Swap "hazy sky" for "clear sky" in the entries below, starting with the line that contains "# test: pointer returns one pin per instance of the hazy" and going on through the end of the entries. Give only those lines, with everything else unchanged.

________________

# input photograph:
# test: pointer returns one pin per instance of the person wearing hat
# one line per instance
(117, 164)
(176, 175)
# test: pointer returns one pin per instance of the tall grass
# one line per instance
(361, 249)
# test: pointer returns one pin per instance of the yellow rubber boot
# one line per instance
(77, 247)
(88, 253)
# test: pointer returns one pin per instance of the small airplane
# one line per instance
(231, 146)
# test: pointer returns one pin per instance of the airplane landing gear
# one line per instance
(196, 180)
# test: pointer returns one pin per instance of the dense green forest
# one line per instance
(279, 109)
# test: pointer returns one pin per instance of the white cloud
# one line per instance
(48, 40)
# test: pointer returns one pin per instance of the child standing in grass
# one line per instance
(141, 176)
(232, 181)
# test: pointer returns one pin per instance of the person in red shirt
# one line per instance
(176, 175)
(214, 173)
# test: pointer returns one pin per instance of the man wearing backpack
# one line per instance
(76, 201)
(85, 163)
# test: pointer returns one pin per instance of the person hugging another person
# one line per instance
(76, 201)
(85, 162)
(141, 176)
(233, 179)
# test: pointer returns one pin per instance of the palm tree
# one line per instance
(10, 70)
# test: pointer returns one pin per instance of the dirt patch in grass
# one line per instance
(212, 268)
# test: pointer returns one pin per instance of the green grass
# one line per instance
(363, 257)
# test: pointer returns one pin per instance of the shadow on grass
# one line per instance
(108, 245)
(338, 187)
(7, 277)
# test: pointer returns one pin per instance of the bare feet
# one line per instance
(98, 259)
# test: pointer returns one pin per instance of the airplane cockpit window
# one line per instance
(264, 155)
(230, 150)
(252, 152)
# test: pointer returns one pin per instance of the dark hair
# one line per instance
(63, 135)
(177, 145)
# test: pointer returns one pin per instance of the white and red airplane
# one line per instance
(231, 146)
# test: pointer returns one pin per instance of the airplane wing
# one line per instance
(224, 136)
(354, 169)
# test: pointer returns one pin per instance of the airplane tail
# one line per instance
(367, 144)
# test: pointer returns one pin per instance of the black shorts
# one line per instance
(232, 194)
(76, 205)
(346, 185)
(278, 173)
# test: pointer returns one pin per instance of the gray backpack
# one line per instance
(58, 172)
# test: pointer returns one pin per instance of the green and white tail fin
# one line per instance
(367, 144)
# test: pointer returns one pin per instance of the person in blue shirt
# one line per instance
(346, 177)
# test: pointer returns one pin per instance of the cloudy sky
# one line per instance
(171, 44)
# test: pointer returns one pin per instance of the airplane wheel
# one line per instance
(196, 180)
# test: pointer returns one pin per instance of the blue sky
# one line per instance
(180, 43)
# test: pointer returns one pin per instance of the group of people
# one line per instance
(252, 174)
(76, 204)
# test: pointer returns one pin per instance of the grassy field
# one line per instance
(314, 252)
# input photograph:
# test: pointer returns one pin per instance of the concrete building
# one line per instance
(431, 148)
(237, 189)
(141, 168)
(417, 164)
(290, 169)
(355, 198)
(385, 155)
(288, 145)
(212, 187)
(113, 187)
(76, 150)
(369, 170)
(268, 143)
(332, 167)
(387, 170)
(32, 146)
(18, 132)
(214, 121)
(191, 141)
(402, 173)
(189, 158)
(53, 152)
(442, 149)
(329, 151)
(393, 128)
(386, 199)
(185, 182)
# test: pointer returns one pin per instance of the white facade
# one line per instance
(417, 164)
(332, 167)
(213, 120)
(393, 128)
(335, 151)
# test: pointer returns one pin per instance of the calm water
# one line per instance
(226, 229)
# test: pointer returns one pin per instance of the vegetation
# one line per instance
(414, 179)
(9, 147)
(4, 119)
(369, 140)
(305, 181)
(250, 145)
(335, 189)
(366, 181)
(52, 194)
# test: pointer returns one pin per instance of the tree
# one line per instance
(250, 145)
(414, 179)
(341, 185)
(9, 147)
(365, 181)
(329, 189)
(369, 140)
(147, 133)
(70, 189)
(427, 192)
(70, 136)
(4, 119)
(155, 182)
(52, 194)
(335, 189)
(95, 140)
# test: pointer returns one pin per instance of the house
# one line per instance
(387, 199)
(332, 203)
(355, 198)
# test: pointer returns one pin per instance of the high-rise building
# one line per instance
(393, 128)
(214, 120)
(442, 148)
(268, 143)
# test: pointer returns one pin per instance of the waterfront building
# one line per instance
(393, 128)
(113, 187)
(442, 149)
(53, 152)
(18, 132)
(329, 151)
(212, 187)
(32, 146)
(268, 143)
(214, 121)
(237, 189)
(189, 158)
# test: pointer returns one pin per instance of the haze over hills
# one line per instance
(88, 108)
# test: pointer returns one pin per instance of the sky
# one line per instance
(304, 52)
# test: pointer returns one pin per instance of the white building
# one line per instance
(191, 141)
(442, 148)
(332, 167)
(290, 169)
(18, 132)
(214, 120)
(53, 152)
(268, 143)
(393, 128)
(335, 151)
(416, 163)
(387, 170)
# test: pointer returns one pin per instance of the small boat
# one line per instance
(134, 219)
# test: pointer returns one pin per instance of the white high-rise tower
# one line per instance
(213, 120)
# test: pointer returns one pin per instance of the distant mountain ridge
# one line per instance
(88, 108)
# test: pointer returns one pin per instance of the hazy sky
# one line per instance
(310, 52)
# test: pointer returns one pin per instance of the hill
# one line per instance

________________

§ **Written reply**:
# test: pointer returns one pin per instance of the clear sky
# one line per instance
(310, 52)
# test: pointer returns one pin per instance of the hill
# one line per instance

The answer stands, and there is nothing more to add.